» GIVEN TEXT:
==========

GDPR Part 4: Identification, Classification, and Analysis

by David William Silva, PhD

This is the last article of a series of four on the basics of the General Data Protection Regulation (GDPR). In the first article, we covered context, motivations, and goals. In the second article, we reviewed terminology and basic definitions. In the third article, we discussed examples and applications of some of the main building blocks of GDPR. In this fourth article, we review some of the most critical issues in the GDPR while identifying, classifying, and analyzing each one in practical terms.

Without any concrete instance of an application subject to GDPR compliance, one might look into the GDPR text from a dangerously relaxed perspective which can lead (and it has been leading) to GDPR violations, overwhelming fines, and further administrative penalties. On the other hand, generally speaking, it is not always clear how to ensure GDPR compliance. Resorting to the GDPR text without a strategy might feel like drinking from a fire hose. The whole point of this series of four articles on GDPR was to propose a gentle introduction to the subject matter in a gradual, structured way.

The primary motivation behind this fourth and last article is to propose a way to identify key regulatory components that can be classified into major groups so we can discuss their importance and practical implications. 

We organized the following discussion in four major groups: Must Know, Must Do, Better Have, and Better Do. It goes without saying that this is a non-exclusive and non-exhaustive discussion. Instead, for each of these major groups, we will select one or a few examples that configure a good start on the road to GDPR compliance. The “analysis” piece of this article will be presented as an informal discussion to keep this article within an acceptable length.

==========

(Stored records)

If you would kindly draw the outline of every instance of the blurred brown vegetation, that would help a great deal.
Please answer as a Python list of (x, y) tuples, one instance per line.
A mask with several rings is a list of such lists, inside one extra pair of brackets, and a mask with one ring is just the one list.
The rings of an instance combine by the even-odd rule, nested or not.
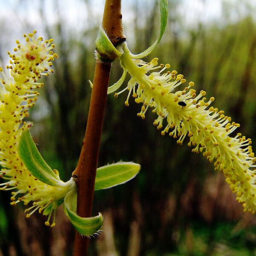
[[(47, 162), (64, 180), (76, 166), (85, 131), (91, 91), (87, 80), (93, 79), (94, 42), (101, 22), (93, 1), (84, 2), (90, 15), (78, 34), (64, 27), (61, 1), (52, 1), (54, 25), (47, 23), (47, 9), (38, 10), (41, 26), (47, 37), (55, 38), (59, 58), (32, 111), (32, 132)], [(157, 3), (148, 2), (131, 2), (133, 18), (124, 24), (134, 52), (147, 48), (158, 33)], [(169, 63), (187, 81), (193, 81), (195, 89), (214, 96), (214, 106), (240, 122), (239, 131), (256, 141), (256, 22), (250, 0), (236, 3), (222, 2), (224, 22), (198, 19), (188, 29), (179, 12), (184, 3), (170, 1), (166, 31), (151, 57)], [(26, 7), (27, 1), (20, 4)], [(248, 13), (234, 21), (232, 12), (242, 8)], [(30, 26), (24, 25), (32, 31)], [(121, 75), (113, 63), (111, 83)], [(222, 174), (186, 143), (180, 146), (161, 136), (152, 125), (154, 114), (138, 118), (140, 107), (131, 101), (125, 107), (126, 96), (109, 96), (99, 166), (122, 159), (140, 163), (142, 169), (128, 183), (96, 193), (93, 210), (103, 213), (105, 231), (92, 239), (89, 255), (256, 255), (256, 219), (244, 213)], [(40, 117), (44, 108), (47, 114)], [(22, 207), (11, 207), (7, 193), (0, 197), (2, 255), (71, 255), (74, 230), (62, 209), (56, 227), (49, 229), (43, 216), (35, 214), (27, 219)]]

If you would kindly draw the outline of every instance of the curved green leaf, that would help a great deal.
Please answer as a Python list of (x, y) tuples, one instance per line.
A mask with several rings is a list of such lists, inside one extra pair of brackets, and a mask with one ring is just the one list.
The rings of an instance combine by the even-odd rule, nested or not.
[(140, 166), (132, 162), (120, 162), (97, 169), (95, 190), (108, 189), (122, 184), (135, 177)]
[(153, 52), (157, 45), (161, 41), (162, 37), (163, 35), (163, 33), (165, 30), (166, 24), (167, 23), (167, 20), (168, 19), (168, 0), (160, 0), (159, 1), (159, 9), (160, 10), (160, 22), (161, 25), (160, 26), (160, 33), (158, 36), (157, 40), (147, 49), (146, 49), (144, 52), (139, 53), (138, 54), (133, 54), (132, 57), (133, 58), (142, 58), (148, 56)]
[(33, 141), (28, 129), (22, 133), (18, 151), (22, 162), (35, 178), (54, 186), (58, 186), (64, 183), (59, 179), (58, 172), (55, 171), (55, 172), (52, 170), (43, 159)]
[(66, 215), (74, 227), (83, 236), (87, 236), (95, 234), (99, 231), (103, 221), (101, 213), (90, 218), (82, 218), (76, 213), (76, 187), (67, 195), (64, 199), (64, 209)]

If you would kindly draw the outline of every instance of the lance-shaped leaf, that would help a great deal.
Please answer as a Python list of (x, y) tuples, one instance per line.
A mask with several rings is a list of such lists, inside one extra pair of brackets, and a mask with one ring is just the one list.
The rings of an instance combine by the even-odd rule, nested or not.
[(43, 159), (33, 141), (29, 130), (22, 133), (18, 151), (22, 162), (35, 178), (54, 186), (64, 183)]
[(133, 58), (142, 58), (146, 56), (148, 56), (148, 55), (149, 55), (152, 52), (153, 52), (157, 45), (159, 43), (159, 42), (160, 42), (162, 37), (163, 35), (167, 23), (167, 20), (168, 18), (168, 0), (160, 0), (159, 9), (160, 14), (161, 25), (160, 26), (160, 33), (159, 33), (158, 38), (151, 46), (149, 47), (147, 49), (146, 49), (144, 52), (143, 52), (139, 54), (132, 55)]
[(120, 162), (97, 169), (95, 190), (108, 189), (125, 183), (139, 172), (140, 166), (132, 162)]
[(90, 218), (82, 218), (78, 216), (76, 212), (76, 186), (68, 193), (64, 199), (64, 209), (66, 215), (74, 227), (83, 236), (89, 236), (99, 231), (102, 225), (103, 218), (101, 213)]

==========

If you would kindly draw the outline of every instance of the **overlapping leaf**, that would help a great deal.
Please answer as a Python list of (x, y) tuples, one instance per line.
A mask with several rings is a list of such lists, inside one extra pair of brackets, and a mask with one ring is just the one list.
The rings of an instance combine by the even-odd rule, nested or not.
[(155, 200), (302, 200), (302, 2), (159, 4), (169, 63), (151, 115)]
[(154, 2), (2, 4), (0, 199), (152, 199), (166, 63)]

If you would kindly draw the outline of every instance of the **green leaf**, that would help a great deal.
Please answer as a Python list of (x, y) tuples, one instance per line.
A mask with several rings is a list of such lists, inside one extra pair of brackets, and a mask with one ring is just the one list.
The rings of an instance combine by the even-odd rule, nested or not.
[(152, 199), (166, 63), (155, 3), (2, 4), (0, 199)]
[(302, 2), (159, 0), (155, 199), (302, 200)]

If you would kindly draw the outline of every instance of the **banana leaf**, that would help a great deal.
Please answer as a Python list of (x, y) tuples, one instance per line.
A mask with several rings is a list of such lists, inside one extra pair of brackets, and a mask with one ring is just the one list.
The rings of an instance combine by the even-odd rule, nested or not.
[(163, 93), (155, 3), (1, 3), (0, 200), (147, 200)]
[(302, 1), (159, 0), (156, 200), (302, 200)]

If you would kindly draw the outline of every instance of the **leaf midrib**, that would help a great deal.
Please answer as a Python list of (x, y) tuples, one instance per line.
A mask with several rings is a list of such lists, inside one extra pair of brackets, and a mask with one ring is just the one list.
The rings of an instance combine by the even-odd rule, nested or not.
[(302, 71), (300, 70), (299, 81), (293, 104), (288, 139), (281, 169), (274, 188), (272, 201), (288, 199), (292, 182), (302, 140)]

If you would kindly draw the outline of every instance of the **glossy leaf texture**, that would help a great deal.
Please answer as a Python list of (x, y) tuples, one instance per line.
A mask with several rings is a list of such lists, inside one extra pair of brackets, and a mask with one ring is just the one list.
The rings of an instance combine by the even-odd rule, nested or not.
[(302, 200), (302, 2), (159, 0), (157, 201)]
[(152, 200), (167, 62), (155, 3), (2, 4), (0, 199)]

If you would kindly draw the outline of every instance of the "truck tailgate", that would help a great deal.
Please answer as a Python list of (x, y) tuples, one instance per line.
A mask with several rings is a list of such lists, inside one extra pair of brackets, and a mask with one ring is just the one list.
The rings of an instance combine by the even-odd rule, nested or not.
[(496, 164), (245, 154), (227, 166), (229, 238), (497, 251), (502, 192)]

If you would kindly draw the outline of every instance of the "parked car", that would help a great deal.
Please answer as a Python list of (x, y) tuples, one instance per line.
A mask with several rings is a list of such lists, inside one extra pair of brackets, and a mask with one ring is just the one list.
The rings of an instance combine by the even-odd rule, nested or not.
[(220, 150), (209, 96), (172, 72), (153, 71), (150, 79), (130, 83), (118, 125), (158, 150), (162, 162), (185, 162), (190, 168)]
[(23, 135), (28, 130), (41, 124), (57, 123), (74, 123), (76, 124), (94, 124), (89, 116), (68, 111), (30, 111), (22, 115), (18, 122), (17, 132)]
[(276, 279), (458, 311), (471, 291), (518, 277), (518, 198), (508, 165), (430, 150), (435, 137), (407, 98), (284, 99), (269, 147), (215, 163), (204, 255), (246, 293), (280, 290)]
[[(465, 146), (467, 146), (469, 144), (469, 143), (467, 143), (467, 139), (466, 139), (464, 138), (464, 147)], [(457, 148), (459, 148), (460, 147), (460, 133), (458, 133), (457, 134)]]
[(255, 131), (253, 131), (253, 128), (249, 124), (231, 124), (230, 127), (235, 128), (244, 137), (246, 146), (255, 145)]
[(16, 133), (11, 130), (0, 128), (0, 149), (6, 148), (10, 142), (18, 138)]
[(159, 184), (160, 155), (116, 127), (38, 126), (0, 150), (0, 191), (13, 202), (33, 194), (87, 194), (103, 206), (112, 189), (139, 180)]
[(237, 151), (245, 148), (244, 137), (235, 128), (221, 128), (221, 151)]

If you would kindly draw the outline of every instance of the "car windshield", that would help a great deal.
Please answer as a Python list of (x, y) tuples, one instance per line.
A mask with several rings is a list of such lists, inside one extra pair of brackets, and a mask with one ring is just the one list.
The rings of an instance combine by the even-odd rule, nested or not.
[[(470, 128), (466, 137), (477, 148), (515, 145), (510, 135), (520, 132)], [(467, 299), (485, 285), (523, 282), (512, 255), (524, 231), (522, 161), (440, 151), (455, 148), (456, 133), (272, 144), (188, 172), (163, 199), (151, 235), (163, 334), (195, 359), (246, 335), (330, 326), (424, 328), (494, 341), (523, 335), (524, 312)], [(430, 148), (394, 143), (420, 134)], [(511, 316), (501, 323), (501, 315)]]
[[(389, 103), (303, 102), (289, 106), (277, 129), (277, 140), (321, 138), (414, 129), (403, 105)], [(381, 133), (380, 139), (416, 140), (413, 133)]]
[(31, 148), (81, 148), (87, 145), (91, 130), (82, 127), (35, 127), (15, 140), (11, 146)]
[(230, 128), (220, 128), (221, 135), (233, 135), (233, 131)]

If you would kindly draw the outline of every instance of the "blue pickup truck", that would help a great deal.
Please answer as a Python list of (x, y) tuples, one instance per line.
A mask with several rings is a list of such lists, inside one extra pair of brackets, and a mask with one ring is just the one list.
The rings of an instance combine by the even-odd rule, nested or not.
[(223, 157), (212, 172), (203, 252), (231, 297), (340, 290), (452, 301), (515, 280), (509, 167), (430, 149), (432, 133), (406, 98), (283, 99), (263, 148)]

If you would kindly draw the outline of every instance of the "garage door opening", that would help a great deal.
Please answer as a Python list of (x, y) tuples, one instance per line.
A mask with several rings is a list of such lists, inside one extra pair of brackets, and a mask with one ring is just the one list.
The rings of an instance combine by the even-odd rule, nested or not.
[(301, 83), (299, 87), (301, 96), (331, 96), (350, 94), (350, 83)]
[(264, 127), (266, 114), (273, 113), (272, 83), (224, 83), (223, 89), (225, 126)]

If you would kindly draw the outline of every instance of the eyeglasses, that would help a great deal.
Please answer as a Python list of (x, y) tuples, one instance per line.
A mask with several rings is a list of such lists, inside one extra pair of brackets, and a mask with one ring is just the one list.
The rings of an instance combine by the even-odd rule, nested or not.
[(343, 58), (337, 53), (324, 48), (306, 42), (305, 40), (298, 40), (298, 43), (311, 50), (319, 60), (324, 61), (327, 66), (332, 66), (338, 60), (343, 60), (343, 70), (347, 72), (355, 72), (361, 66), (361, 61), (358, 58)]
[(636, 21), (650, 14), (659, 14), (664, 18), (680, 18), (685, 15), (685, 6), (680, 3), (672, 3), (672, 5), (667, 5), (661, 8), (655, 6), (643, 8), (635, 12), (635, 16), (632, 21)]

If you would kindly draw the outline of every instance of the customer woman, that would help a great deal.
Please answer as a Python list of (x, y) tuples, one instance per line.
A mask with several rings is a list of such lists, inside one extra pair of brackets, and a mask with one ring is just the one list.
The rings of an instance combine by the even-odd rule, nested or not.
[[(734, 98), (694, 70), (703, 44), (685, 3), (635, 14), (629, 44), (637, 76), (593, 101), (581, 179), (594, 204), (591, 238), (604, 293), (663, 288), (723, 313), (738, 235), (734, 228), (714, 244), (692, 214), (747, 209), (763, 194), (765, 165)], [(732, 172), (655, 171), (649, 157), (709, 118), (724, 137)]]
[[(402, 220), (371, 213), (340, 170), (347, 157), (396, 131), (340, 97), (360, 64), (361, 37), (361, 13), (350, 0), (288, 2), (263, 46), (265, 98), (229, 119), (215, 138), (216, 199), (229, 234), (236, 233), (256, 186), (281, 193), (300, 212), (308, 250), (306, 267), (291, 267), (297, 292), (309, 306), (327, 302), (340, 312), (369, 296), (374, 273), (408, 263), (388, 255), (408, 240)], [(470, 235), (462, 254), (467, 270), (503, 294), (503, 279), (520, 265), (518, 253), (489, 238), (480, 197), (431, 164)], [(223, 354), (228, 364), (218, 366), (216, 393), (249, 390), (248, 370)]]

==========

» ACTIVITIES:
1. What four major groups does the GDPR article use to organize its discussion?
2. Write a continuation of the GDPR article that starts right after its last sentence.

» ANSWERS FOR THIS EXERCISE:
1. Must Know, Must Do, Better Have, and Better Do.

2.
Must Know

If there are components that anyone interested in GDPR must know, these are probably the applicability and non-applicability of the Regulation and associated fines. The GDPR text can sometimes be very specific and practical, while some other portions leave too much room for interpretation. In any case, establishing a knowledge foundation is the best one can do towards GDPR compliance.

Applicability and Non-Applicability of the GDPR

The General Data Protection Regulation (GDPR) establishes rules for protecting natural persons concerning the processing of personal data (Article 1). The GDPR “applies to the processing of personal data wholly or partly by automated means and to the processing other than by automated means of personal data which form part of a filing system or are intended to form part of a filing system” (Article 2). The Regulation applies to any data processing related to members of the European Union (EU) regardless of the processors’ location. (Article 3)

Natural person and data subject are synonymous. Personal data is a term for data that reveals information that identifies or has the potential to identify a natural person. Processing is the term used to describe any operation executed on personal data. A processor is a term to describe a natural or legal person who processes data (Article 4).

The GDPR does not apply to “the processing of personal data which concerns legal persons and in particular, undertakings established as legal persons, including the name and the form of the legal person and the contact details of the legal person” (Recital 14). Legal entities many times operate as a processor. Although the GDPR does not apply to data that identifies legal entities, legal entities often possess data that identifies natural persons (their customers). Therefore, GDPR protects these customers’ right to privacy (Article 28).

Penalties

Perhaps the most important exercise an organization intending to process data that can be seen as personally identifiable information (PII) can do is to identify what from the GDPR applies and does not apply in the context of the application that the organization is responsible for. It is not rare to see organizations downplaying the need to comply with privacy regulations such as the GDPR in an attempt to overlook its severity. However, in 2021, the GDPR issued fines up to $823.9 million for violations.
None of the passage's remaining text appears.